**Consegna**.
Riscrivi l'elenco sostituendo "detect" con "locate" in ogni punto in cui compare. Lascia tutto il resto invariato.

+ + + + +

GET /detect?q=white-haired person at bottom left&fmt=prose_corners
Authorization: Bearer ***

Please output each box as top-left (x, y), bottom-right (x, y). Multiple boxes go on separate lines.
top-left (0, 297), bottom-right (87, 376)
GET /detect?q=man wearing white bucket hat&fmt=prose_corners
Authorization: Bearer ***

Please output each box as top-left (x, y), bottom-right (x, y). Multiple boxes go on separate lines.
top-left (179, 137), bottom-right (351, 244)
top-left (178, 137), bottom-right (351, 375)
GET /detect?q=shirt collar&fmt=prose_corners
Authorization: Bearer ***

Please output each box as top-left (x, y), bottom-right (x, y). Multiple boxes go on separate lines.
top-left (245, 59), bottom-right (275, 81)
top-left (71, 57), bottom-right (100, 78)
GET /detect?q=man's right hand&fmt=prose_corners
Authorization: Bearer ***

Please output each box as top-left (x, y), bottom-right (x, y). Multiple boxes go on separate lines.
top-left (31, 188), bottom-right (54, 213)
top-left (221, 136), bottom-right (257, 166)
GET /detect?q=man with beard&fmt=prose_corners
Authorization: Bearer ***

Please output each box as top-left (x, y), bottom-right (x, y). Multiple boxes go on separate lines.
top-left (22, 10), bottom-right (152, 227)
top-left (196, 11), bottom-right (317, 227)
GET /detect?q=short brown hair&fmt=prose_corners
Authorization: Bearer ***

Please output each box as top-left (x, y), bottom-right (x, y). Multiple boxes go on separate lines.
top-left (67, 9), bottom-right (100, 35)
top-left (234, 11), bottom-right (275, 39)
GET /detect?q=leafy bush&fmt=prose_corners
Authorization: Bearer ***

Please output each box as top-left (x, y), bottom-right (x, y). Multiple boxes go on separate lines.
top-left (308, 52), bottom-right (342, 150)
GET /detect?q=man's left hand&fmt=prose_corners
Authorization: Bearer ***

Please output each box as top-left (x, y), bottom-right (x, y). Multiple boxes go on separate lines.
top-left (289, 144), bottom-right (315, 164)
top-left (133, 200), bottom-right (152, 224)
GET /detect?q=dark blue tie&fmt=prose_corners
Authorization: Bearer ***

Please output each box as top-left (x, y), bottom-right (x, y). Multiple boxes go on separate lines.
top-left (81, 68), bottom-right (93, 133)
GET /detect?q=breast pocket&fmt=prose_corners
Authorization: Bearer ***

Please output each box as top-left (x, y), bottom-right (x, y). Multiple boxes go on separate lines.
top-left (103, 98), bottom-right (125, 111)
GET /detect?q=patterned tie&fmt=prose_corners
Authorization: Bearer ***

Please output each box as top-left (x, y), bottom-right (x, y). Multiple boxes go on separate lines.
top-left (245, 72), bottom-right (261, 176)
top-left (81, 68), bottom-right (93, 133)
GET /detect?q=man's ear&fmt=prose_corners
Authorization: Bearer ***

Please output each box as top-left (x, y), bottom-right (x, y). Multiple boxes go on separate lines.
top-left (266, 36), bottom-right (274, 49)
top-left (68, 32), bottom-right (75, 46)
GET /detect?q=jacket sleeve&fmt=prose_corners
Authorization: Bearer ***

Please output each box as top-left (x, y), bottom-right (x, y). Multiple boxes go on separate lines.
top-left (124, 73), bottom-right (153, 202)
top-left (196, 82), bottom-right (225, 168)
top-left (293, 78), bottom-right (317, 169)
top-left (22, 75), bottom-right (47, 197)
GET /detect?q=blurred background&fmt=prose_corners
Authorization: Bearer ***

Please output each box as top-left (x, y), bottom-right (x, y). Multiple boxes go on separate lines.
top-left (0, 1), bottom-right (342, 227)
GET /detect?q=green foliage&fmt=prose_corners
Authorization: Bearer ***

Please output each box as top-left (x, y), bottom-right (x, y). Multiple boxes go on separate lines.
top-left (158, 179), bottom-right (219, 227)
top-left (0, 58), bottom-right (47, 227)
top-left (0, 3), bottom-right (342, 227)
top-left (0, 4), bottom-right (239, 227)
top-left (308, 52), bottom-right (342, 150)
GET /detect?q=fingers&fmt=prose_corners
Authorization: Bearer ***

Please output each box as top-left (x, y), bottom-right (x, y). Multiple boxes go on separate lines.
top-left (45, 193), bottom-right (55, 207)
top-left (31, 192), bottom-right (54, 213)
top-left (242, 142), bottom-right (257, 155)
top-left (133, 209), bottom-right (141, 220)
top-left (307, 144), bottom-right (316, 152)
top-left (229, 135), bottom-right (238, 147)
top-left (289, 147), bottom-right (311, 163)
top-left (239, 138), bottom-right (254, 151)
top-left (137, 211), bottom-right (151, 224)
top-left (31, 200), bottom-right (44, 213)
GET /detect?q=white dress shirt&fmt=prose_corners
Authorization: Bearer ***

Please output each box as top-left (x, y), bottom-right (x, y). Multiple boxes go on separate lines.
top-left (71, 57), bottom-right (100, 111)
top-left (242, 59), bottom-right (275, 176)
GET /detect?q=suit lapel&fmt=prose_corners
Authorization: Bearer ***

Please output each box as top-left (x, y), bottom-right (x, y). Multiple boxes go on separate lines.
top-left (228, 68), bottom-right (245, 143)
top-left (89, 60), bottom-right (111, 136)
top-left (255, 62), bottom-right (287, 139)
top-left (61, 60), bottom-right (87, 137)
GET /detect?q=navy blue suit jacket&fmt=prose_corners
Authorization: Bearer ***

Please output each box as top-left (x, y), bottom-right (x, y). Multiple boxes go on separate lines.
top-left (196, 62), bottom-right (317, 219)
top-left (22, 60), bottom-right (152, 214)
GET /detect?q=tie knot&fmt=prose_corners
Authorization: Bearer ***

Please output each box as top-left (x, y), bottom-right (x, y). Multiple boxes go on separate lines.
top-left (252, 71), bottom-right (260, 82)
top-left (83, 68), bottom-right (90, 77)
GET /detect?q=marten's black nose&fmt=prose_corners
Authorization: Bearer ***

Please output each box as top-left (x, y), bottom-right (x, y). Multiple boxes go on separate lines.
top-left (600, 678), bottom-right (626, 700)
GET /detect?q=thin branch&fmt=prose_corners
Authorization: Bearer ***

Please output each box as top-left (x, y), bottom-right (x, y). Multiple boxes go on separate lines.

+ + + + +

**Risultato**.
GET /locate?q=white-haired person at bottom left&fmt=prose_corners
Authorization: Bearer ***

Please output each box as top-left (x, y), bottom-right (x, y). Multiple boxes go on separate lines.
top-left (0, 297), bottom-right (87, 376)
GET /locate?q=man wearing white bucket hat&fmt=prose_corners
Authorization: Bearer ***

Please output each box as top-left (x, y), bottom-right (x, y). Multiple boxes go on separate lines.
top-left (179, 137), bottom-right (351, 244)
top-left (178, 137), bottom-right (351, 375)
GET /locate?q=shirt collar&fmt=prose_corners
Authorization: Bearer ***

Please output each box as top-left (x, y), bottom-right (x, y). Multiple boxes go on separate lines.
top-left (245, 59), bottom-right (275, 81)
top-left (71, 57), bottom-right (100, 78)
GET /locate?q=man's right hand&fmt=prose_corners
Authorization: Bearer ***

Please output each box as top-left (x, y), bottom-right (x, y). Multiple boxes go on separate lines.
top-left (31, 188), bottom-right (54, 213)
top-left (221, 136), bottom-right (257, 166)
GET /locate?q=man with beard&fmt=prose_corners
Authorization: Bearer ***

Please output each box as top-left (x, y), bottom-right (x, y). Multiple boxes go on separate lines.
top-left (22, 10), bottom-right (152, 227)
top-left (196, 11), bottom-right (317, 227)
GET /locate?q=short brown hair&fmt=prose_corners
Authorization: Bearer ***

Please output each box as top-left (x, y), bottom-right (x, y). Multiple boxes go on separate lines.
top-left (67, 9), bottom-right (100, 35)
top-left (234, 11), bottom-right (275, 39)
GET /locate?q=leafy bush&fmt=prose_corners
Authorization: Bearer ***

Please output each box as top-left (x, y), bottom-right (x, y). Multiple boxes go on separate lines.
top-left (308, 52), bottom-right (342, 150)
GET /locate?q=man's left hand&fmt=prose_corners
Authorization: Bearer ***

Please output each box as top-left (x, y), bottom-right (x, y). Multiple boxes go on separate lines.
top-left (289, 144), bottom-right (315, 164)
top-left (133, 200), bottom-right (152, 224)
GET /locate?q=dark blue tie&fmt=prose_corners
Authorization: Bearer ***

Please output each box as top-left (x, y), bottom-right (x, y). Multiple boxes go on separate lines.
top-left (81, 68), bottom-right (93, 133)
GET /locate?q=breast pocket&fmt=prose_corners
Authorization: Bearer ***

Please output each box as top-left (x, y), bottom-right (x, y). Multiple boxes go on separate lines.
top-left (103, 98), bottom-right (125, 111)
GET /locate?q=patterned tie&fmt=prose_corners
Authorization: Bearer ***

Please output each box as top-left (x, y), bottom-right (x, y). Multiple boxes go on separate lines.
top-left (245, 72), bottom-right (261, 176)
top-left (81, 68), bottom-right (93, 133)
GET /locate?q=man's ear&fmt=prose_corners
Authorization: Bearer ***

Please output each box as top-left (x, y), bottom-right (x, y). Multiple boxes go on separate lines.
top-left (266, 36), bottom-right (274, 49)
top-left (68, 32), bottom-right (75, 46)
GET /locate?q=jacket sleeve&fmt=prose_corners
Authorization: Bearer ***

Please output each box as top-left (x, y), bottom-right (x, y). Multiple boxes go on separate lines.
top-left (124, 73), bottom-right (153, 202)
top-left (196, 82), bottom-right (225, 168)
top-left (293, 78), bottom-right (317, 169)
top-left (22, 75), bottom-right (47, 197)
GET /locate?q=blurred background&fmt=prose_corners
Authorization: Bearer ***

Please output each box as top-left (x, y), bottom-right (x, y). Multiple boxes go on separate lines.
top-left (0, 1), bottom-right (342, 227)
GET /locate?q=green foliage&fmt=prose_corners
Authorization: Bearer ***

Please output each box as top-left (x, y), bottom-right (x, y). Multiple boxes go on separate lines.
top-left (158, 179), bottom-right (219, 227)
top-left (0, 58), bottom-right (47, 227)
top-left (0, 3), bottom-right (342, 227)
top-left (0, 4), bottom-right (239, 227)
top-left (308, 52), bottom-right (342, 150)
GET /locate?q=fingers&fmt=prose_corners
Authorization: Bearer ***

Please output each box as top-left (x, y), bottom-right (x, y). Multiple boxes go on separate lines.
top-left (45, 193), bottom-right (55, 207)
top-left (31, 192), bottom-right (54, 213)
top-left (242, 142), bottom-right (257, 155)
top-left (133, 209), bottom-right (141, 220)
top-left (307, 144), bottom-right (316, 152)
top-left (229, 135), bottom-right (238, 147)
top-left (289, 147), bottom-right (311, 163)
top-left (239, 138), bottom-right (254, 151)
top-left (137, 211), bottom-right (151, 224)
top-left (31, 200), bottom-right (44, 213)
GET /locate?q=white dress shirt&fmt=prose_corners
Authorization: Bearer ***

Please output each box as top-left (x, y), bottom-right (x, y). Multiple boxes go on separate lines.
top-left (71, 57), bottom-right (100, 111)
top-left (242, 59), bottom-right (275, 176)
GET /locate?q=suit lapel&fmt=prose_corners
Authorization: Bearer ***

Please output each box as top-left (x, y), bottom-right (x, y). Multiple boxes go on separate lines.
top-left (228, 68), bottom-right (245, 143)
top-left (89, 60), bottom-right (111, 136)
top-left (255, 62), bottom-right (287, 139)
top-left (61, 60), bottom-right (87, 137)
GET /locate?q=navy blue suit jacket&fmt=prose_corners
Authorization: Bearer ***

Please output each box as top-left (x, y), bottom-right (x, y). Multiple boxes go on separate lines.
top-left (196, 62), bottom-right (317, 219)
top-left (22, 60), bottom-right (152, 214)
GET /locate?q=tie knot&fmt=prose_corners
Authorization: Bearer ***

Please output each box as top-left (x, y), bottom-right (x, y). Multiple boxes go on separate lines.
top-left (252, 71), bottom-right (260, 82)
top-left (83, 68), bottom-right (90, 77)
GET /locate?q=marten's black nose&fmt=prose_corners
Authorization: Bearer ***

Please output each box as top-left (x, y), bottom-right (x, y). Multiple boxes go on separate lines.
top-left (600, 678), bottom-right (626, 700)
GET /locate?q=thin branch&fmt=prose_corners
Authorization: Bearer ***

Please output each box as top-left (x, y), bottom-right (x, y). Multiple boxes go on separate lines.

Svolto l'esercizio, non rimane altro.